Exercise task 1:
In the parliamentary debate excerpt, who set up Mandate Now?
Exercise task 2:
From the parliamentary debate excerpt, extract everything from "Finally, Government amendment" down to "protection for children.", word for word.
Exercise task 3:
Write what comes next in the parliamentary debate excerpt, picking up after its final sentence.

Text provided:

The new clause is practical. Unless a complainant can be given a guarantee from the start that they will not have to give evidence face to face with the perpetrator, they might not have the confidence to proceed. If the best that can be said by others is that at some future stage they will ask a judge to grant special measures, that might not reassure a vulnerable victim enough, which might be the difference between supporting a prosecution and getting a conviction and not doing so. There is a public interest in prosecutions for this type of offence as perpetrators of domestic abuse are often serial offenders and other potential victims need to be protected, but a victim should automatically be entitled to protection in their own right.
Finally, Government amendment 10 builds on the work done by the hon. Member for Mole Valley (Sir Paul Beresford) over a number of years. The extraterritorial nature of the offence was mentioned in Committee and I am pleased that the Government have moved on this. I pay tribute to the hon. Gentleman for the work he has carried out over many years in the House to improve protection for children.
I want to continue my challenge to new clause 17, specifically on behalf of Mandate Now, which was set up by my constituent Tom Perry and seeks to introduce a new law making it mandatory for people working in regulated activities to report their suspicions to the local authority.
I am delighted that the Opposition support mandatory reporting, but I am disappointed with the flaws in their new clause. I believe that mandatory reporting is inevitable, but its design will be critical. It is not a law that, as MandateNow says,
“can be lifted from a shelf, applied and switched on.”
It is a complicated and nuanced subject and such a law needs very careful construction, as I am sure the hon. Member for Kingston upon Hull North (Diana Johnson) appreciates, particularly having adopted the position that Opposition Front Benchers have taken up recently.

Listing:
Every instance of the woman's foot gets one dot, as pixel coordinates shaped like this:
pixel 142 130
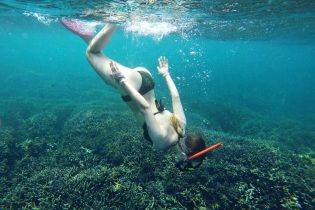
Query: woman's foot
pixel 80 28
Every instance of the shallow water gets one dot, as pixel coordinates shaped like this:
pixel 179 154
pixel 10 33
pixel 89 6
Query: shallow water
pixel 245 72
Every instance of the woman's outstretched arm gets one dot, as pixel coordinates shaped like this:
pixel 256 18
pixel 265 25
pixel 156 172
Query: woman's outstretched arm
pixel 132 92
pixel 176 103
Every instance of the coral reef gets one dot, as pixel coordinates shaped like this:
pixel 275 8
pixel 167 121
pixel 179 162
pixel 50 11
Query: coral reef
pixel 96 158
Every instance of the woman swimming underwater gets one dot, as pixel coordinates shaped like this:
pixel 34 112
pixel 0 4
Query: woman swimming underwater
pixel 161 127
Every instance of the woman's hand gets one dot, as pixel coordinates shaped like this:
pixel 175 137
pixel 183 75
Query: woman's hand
pixel 163 66
pixel 116 73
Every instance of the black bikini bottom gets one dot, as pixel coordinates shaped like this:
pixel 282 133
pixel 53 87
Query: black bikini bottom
pixel 146 85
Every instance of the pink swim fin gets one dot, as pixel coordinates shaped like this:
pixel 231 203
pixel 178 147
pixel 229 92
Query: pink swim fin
pixel 78 27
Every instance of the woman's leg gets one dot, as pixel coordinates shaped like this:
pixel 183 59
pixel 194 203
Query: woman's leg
pixel 97 59
pixel 101 39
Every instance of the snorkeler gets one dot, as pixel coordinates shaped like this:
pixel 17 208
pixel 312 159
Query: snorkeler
pixel 162 128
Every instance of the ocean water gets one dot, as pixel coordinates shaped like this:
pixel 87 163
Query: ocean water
pixel 245 71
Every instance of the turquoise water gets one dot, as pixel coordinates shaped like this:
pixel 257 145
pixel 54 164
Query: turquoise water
pixel 245 73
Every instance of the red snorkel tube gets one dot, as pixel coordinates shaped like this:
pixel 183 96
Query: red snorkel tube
pixel 185 165
pixel 208 149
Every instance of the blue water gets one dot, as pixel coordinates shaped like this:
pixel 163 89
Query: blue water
pixel 244 68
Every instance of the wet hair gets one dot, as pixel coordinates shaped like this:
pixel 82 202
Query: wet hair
pixel 194 144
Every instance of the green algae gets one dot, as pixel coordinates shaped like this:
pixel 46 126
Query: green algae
pixel 97 159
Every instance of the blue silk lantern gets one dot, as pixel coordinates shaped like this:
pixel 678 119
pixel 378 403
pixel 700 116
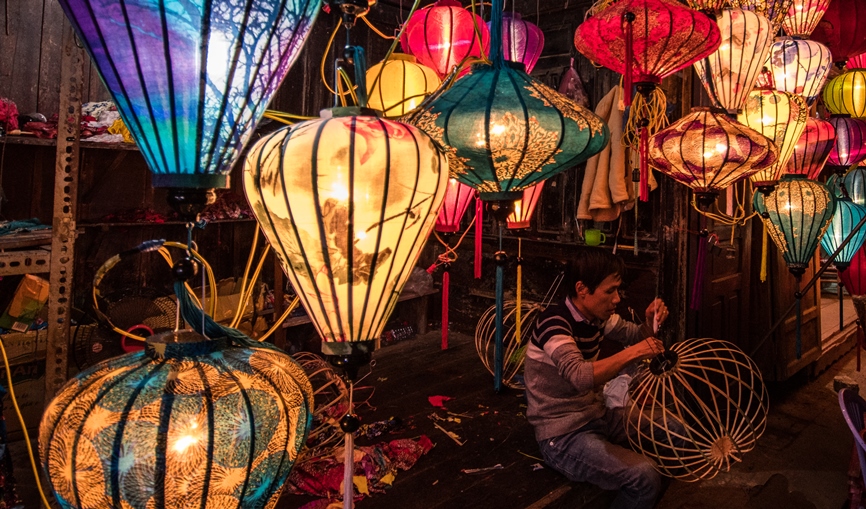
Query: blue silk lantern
pixel 796 213
pixel 848 214
pixel 191 79
pixel 187 422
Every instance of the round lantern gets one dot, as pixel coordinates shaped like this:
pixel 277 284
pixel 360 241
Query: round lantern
pixel 188 421
pixel 729 73
pixel 848 214
pixel 846 94
pixel 796 215
pixel 347 202
pixel 524 208
pixel 401 86
pixel 698 407
pixel 522 41
pixel 708 151
pixel 812 149
pixel 803 16
pixel 781 117
pixel 442 35
pixel 800 66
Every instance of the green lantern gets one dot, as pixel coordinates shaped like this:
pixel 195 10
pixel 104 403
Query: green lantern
pixel 796 214
pixel 504 131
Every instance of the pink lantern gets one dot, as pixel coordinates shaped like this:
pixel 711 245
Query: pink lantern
pixel 521 40
pixel 524 208
pixel 812 149
pixel 441 36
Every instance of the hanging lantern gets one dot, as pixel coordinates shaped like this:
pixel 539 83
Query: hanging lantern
pixel 796 214
pixel 803 16
pixel 773 10
pixel 848 214
pixel 402 85
pixel 843 29
pixel 730 72
pixel 850 146
pixel 781 117
pixel 347 202
pixel 191 82
pixel 524 208
pixel 800 66
pixel 442 35
pixel 522 41
pixel 188 421
pixel 846 94
pixel 708 151
pixel 812 149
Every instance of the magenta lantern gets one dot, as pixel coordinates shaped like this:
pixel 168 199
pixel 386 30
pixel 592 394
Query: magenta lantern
pixel 442 35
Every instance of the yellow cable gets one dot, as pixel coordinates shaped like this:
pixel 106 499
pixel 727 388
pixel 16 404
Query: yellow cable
pixel 23 426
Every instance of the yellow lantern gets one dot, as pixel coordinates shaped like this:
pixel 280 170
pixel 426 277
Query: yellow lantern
pixel 846 94
pixel 402 85
pixel 780 116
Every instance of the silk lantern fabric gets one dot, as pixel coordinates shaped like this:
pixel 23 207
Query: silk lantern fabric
pixel 347 201
pixel 192 79
pixel 189 421
pixel 729 73
pixel 708 151
pixel 442 35
pixel 812 149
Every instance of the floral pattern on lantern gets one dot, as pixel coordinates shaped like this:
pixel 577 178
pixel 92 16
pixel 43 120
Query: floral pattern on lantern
pixel 189 421
pixel 708 151
pixel 812 149
pixel 796 213
pixel 442 35
pixel 730 72
pixel 401 86
pixel 781 117
pixel 347 202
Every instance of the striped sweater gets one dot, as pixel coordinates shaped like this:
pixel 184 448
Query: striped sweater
pixel 562 395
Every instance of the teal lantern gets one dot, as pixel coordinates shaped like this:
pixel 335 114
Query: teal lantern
pixel 504 131
pixel 796 213
pixel 848 215
pixel 187 422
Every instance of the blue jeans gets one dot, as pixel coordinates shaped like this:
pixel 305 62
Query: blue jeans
pixel 598 453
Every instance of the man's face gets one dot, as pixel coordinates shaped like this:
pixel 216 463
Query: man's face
pixel 601 303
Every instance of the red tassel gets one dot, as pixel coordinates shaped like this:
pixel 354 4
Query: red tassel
pixel 479 219
pixel 628 19
pixel 644 164
pixel 445 283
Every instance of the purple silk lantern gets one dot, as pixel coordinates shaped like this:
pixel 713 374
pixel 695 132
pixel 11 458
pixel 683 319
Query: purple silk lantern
pixel 521 40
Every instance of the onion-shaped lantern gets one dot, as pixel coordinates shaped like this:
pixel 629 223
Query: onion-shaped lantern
pixel 812 149
pixel 846 94
pixel 187 421
pixel 522 41
pixel 800 66
pixel 457 200
pixel 730 72
pixel 803 16
pixel 698 407
pixel 796 215
pixel 401 86
pixel 192 82
pixel 780 116
pixel 442 35
pixel 850 146
pixel 848 214
pixel 708 151
pixel 347 201
pixel 524 208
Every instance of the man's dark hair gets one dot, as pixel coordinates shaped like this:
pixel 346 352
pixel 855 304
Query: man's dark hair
pixel 591 267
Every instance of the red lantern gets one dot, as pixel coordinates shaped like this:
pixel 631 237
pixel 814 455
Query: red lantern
pixel 812 149
pixel 441 36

Final result 1:
Tom Perry, a constituent of the speaker.

Final result 2:
Finally, Government amendment 10 builds on the work done by the hon. Member for Mole Valley (Sir Paul Beresford) over a number of years. The extraterritorial nature of the offence was mentioned in Committee and I am pleased that the Government have moved on this. I pay tribute to the hon. Gentleman for the work he has carried out over many years in the House to improve protection for children.

Final result 3:
The hon. Member for Bassetlaw (John Mann) struck a chord with me when he said that there should be no no-go areas, which is absolutely right. I am worried that new clause 17 would create such no-go areas, and protect and enshrine them in a flawed law.
It appears from new clause 17(1)(c) that the duty to report would apply only when harm is caused in the setting of a regulated activity. As I understand it, children who are abused at home would remain outside its scope. Multiple concerns, or even any concern about any child, brought to the attention of staff—for example, at their school—would not necessarily be caught by the provision as currently drafted.
The right hon. Lady and I have already had an exchange on this issue. What happens in a school is obviously a regulated activity, so my understanding is that if teachers working in the school become aware of the issue, that would be covered by the new clause.
Mandate Now’s understanding is that such a situation would not be covered. If abuse occurs outside one of the regulated activities, but is brought to the attention of someone involved in a regulated activity, there appears from the drafting of subsection (1)(c) to be a possibility that the abuse would not be a mandatorily reportable incident.
Subsection (1)(c) would require that a person
“becomes aware that a child has been harmed”.
That requirement is problematic. So often with sexual abuse, it is very difficult to suspect it, let alone to know about it. Mandate Now’s challenge to the proposal from the National Society for the Prevention of Cruelty to Children is absolutely right. A law that depends on somebody being “aware” is drafted in a dangerously vague way. It will not catch most cases. The hon. Lady should therefore consider using the phrase that a person must act on “reasonable grounds of suspicion”. Such a change would improve the drafting of her new clause 17.
Similarly, the exemption in subsection (2)(a) permitting undefined circumstances as a reason not to refer an incident for independent assessment totally undermines the concept of mandatory reporting. When might it be in the interests of a child to be harmed and for those who know or suspect to do nothing about it? Such a situation needs to be made explicit.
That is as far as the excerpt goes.